WHAT IS NEEDED
Report every line of the records that contains the string "target", copying each such line in full.

--- start of MATERIAL PROVIDED ---

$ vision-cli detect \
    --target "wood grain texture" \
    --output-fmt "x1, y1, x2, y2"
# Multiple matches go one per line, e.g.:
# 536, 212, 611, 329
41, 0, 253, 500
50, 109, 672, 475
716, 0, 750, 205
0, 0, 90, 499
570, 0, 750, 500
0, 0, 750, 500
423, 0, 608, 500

--- end of MATERIAL PROVIDED ---
--- start of MATERIAL PROVIDED ---

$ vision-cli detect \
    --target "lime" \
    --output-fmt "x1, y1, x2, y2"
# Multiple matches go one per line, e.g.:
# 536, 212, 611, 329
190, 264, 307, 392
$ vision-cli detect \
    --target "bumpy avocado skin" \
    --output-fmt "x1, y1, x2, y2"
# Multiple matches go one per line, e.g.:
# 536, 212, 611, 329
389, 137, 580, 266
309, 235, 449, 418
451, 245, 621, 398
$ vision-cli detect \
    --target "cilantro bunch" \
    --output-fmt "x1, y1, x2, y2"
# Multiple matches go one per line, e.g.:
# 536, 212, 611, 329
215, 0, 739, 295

--- end of MATERIAL PROVIDED ---

EXPECTED ANSWER
    --target "wood grain texture" \
    --target "lime" \
    --target "bumpy avocado skin" \
    --target "cilantro bunch" \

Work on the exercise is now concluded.